Gezeigter Auszug
************

Wenn ich ein umfangreiches Object habe, dann dauert das kopieren eines einzigen Objektes schon mal 500ms (laut Profiler) und wenn ich dann 40 Objekte zu kopieren  habe dann warte ich eine ganze Zeit, bis das kopieren fertig ist,
Kann ich da was machen, damit das schneller geht oder muss ich mir eine andere Kopiermethode schreiben bzw, überschreiben?

Vielen Dank,


----------



## SlaterB (6. Mai 2008)

schau doch mal nach, wie groß das Array ist, 
überlege, ob du wirklich alle referenzierten Objekte mitkopieren willst,

wenn alle 40 Objekte den gleichen großen Rest-Datenklumpen referenzieren,
dann wird der 40x aufwendig kopiert (und ist dann 40x doppelt im Speicher)
da bietet es sich an, alle 40 gleichzeitig zu speichern, dann wird nur einmal kopiert wobei selbst dann schon fraglich ist,
ob diese 40 Daten nicht lieber die Original-Restdaten referenzieren sollten


----------



## PollerJava (6. Mai 2008)

************

(Einträge zur Beschriftung von Bildpositionen)
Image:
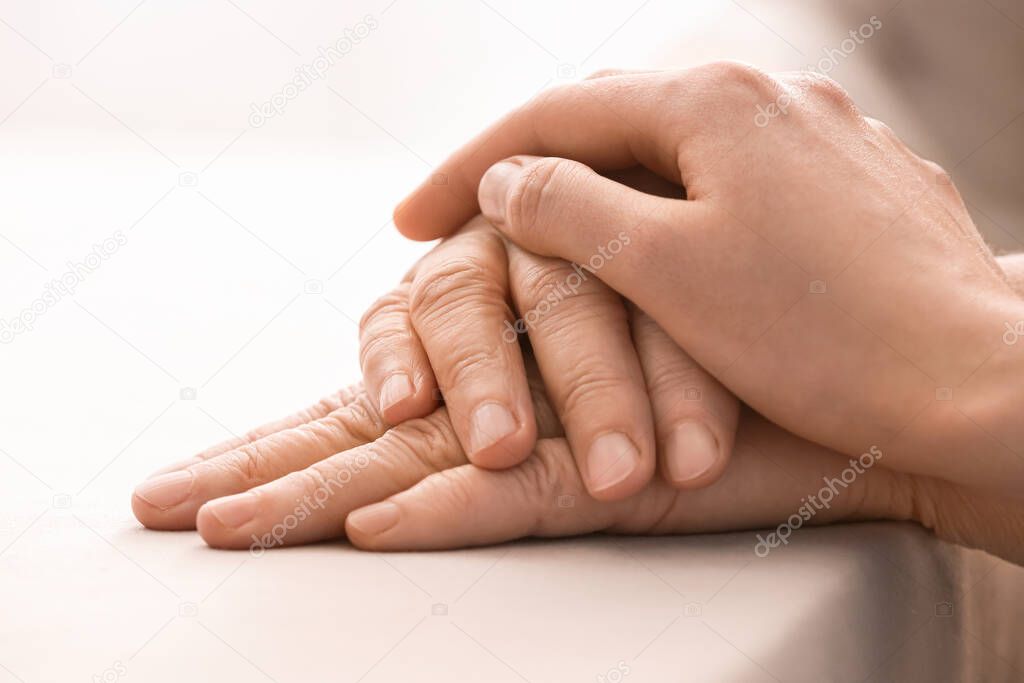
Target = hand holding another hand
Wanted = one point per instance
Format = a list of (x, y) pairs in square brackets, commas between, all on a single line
[(816, 266)]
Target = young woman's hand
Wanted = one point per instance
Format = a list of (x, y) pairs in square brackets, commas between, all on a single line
[(457, 322), (817, 267)]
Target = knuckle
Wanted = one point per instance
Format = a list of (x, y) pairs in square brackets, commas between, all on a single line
[(740, 77), (427, 442), (467, 366), (251, 463), (452, 287), (604, 73), (547, 471), (394, 302), (881, 127), (826, 89), (557, 282), (451, 487), (591, 382), (677, 378), (359, 419), (381, 344), (526, 201), (317, 476)]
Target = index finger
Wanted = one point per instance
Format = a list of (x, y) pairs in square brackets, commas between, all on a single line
[(608, 123)]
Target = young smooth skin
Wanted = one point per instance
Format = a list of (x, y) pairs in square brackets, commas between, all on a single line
[(459, 315), (828, 276), (412, 487)]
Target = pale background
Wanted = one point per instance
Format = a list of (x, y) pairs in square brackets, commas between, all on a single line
[(246, 287)]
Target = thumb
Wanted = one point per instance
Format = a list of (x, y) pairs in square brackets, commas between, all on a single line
[(558, 207)]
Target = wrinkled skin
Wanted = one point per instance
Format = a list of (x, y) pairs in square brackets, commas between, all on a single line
[(823, 272), (444, 502)]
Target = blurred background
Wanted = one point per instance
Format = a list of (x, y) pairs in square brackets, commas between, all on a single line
[(254, 243), (224, 231)]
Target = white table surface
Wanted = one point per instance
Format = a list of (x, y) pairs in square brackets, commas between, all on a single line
[(216, 291)]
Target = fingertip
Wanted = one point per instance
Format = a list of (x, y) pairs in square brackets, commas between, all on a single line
[(402, 398), (404, 221), (428, 213), (221, 522), (369, 527), (499, 440), (692, 456), (615, 467)]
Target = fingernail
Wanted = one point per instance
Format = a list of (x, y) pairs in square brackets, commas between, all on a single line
[(495, 188), (375, 519), (174, 467), (612, 458), (692, 451), (491, 423), (395, 389), (233, 511), (167, 489)]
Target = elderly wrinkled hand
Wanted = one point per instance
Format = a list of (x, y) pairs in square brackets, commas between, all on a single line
[(816, 266)]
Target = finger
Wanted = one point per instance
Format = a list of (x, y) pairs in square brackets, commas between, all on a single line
[(460, 311), (555, 207), (608, 123), (395, 368), (694, 416), (469, 506), (318, 410), (777, 476), (171, 501), (581, 338), (311, 504)]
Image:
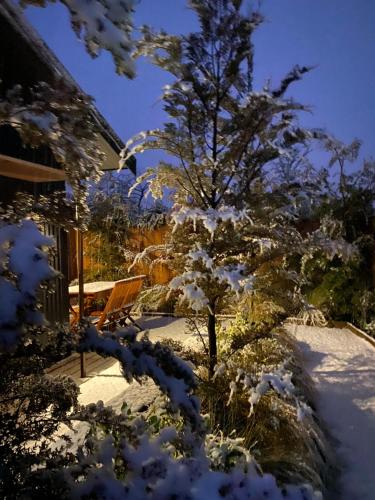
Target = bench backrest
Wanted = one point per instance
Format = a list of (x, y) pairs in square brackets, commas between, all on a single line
[(122, 298)]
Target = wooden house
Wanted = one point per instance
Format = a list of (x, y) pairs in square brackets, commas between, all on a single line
[(26, 60)]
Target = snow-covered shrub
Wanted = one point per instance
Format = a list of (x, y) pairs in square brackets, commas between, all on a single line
[(32, 404), (57, 116), (266, 397)]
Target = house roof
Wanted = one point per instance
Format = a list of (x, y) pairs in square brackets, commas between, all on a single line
[(15, 17)]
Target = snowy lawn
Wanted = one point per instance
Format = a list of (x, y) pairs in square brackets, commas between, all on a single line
[(343, 367)]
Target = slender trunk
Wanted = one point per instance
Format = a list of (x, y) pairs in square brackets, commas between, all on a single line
[(211, 327)]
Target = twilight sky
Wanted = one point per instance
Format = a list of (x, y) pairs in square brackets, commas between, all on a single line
[(336, 36)]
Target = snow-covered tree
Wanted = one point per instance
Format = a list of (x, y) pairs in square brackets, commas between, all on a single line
[(223, 135), (123, 455)]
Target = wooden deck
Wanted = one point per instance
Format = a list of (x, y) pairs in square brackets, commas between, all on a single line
[(71, 366)]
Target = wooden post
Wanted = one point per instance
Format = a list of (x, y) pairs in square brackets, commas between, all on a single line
[(81, 301)]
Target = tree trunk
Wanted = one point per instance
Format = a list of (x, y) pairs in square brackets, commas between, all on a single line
[(211, 327)]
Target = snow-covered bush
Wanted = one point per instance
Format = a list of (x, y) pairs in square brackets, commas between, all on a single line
[(103, 25), (59, 117), (121, 456)]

************

Herausforderung
Kannst du aus dem Forumsauszug über das Kopieren von Objekten den Abschnitt von „## SlaterB (6.“ bis einschließlich „doppelt im Speicher)“ wortgetreu abschreiben?

Die Antwort
## SlaterB (6. Mai 2008)

schau doch mal nach, wie groß das Array ist, 
überlege, ob du wirklich alle referenzierten Objekte mitkopieren willst,

wenn alle 40 Objekte den gleichen großen Rest-Datenklumpen referenzieren,
dann wird der 40x aufwendig kopiert (und ist dann 40x doppelt im Speicher)